§ **TASK REQUIREMENTS**:
Transcribe the mailing-list message on the task-based throttle model word for word, keeping every line and quotation mark.

On Mon, Apr 14, 2025 at 10:54:59AM +0200, Florian Bezdeka wrote:
> On Wed, 2025-04-09 at 20:07 +0800, Aaron Lu wrote:
> > From: Valentin Schneider <vschneid@redhat.com>
> > 
> > In current throttle model, when a cfs_rq is throttled, its entity will
> > be dequeued from cpu's rq, making tasks attached to it not able to run,
> > thus achiveing the throttle target.
> > 
> > This has a drawback though: assume a task is a reader of percpu_rwsem
> > and is waiting. When it gets wakeup, it can not run till its task group's
> > next period comes, which can be a relatively long time. Waiting writer
> > will have to wait longer due to this and it also makes further reader
> > build up and eventually trigger task hung.
> > 
> > To improve this situation, change the throttle model to task based, i.e.
> > when a cfs_rq is throttled, record its throttled status but do not
> > remove it from cpu's rq. Instead, for tasks that belong to this cfs_rq,
> > when they get picked, add a task work to them so that when they return
> > to user, they can be dequeued. In this way, tasks throttled will not
> > hold any kernel resources.
> > 
> > Signed-off-by: Valentin Schneider <vschneid@redhat.com>
> > Signed-off-by: Aaron Lu <ziqianlu@bytedance.com>
> > ---
> >  kernel/sched/fair.c  | 185 +++++++++++++++++++++----------------------
> >  kernel/sched/sched.h |   1 +
> >  2 files changed, 93 insertions(+), 93 deletions(-)

(Point-annotated data)

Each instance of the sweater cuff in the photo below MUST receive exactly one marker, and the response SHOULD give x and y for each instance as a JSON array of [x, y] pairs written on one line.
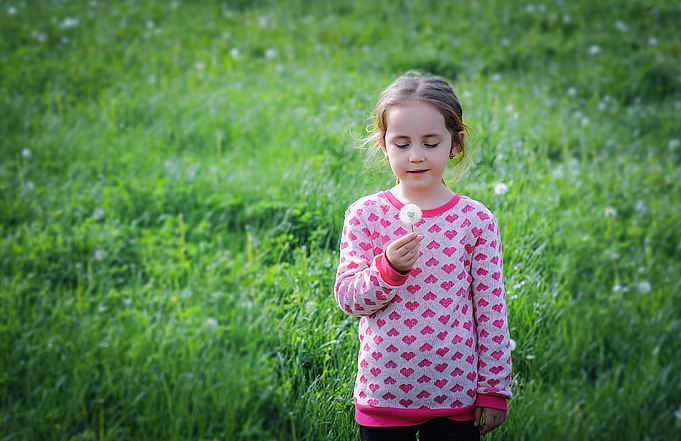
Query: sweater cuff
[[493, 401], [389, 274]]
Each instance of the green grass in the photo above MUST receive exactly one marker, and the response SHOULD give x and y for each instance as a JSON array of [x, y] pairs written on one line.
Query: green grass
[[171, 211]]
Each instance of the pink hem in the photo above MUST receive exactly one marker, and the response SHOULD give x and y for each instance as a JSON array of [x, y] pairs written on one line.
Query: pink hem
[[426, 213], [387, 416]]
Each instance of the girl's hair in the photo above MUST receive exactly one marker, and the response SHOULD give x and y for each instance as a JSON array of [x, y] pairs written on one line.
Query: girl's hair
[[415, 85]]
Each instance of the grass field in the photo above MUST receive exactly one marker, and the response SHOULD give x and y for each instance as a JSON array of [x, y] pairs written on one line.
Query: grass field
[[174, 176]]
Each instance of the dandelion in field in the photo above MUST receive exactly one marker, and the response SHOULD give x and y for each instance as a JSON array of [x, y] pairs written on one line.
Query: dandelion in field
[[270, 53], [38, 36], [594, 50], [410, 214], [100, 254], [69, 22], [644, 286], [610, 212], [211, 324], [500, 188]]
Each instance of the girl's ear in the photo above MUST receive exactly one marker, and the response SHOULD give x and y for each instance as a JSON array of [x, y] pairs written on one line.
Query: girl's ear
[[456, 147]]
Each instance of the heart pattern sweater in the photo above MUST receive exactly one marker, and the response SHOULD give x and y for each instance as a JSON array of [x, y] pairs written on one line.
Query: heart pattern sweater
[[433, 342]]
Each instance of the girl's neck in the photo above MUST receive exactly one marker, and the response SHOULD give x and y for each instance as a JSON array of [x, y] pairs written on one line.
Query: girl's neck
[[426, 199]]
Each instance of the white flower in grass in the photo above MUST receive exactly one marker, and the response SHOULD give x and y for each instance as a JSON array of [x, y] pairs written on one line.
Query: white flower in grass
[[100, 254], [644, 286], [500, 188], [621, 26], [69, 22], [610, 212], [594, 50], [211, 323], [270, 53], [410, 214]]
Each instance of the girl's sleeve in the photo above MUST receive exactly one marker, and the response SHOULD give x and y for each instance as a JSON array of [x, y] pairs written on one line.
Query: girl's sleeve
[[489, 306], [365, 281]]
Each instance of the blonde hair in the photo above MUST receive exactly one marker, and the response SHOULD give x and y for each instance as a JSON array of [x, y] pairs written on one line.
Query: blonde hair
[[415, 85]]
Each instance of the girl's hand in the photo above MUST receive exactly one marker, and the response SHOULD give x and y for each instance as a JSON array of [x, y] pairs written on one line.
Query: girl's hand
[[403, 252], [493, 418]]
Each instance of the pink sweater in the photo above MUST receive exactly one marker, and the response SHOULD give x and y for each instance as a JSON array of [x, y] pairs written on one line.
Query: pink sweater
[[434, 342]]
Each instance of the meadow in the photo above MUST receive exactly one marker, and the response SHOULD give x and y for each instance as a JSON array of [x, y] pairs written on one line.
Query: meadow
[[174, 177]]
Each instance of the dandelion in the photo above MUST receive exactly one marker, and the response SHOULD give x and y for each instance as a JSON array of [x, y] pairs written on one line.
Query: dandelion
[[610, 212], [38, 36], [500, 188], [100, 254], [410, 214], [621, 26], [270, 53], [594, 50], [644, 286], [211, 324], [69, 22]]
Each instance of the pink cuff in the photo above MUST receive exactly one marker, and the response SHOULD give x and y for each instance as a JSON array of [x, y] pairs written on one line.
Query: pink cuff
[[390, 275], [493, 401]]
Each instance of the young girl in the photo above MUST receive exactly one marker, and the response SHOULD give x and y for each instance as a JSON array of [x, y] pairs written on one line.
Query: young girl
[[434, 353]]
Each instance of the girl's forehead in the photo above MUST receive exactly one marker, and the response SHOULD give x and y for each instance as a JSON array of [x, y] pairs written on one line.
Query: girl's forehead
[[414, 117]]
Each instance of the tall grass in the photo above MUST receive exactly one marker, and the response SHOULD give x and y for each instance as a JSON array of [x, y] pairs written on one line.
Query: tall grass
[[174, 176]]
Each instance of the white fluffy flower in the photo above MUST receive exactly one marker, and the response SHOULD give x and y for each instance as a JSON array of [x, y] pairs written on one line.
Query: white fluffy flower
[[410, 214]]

§ **OUTPUT OF THE EXERCISE**:
On Mon, Apr 14, 2025 at 10:54:59AM +0200, Florian Bezdeka wrote:
> On Wed, 2025-04-09 at 20:07 +0800, Aaron Lu wrote:
> > From: Valentin Schneider <vschneid@redhat.com>
> > 
> > In current throttle model, when a cfs_rq is throttled, its entity will
> > be dequeued from cpu's rq, making tasks attached to it not able to run,
> > thus achiveing the throttle target.
> > 
> > This has a drawback though: assume a task is a reader of percpu_rwsem
> > and is waiting. When it gets wakeup, it can not run till its task group's
> > next period comes, which can be a relatively long time. Waiting writer
> > will have to wait longer due to this and it also makes further reader
> > build up and eventually trigger task hung.
> > 
> > To improve this situation, change the throttle model to task based, i.e.
> > when a cfs_rq is throttled, record its throttled status but do not
> > remove it from cpu's rq. Instead, for tasks that belong to this cfs_rq,
> > when they get picked, add a task work to them so that when they return
> > to user, they can be dequeued. In this way, tasks throttled will not
> > hold any kernel resources.
> > 
> > Signed-off-by: Valentin Schneider <vschneid@redhat.com>
> > Signed-off-by: Aaron Lu <ziqianlu@bytedance.com>
> > ---
> >  kernel/sched/fair.c  | 185 +++++++++++++++++++++----------------------
> >  kernel/sched/sched.h |   1 +
> >  2 files changed, 93 insertions(+), 93 deletions(-)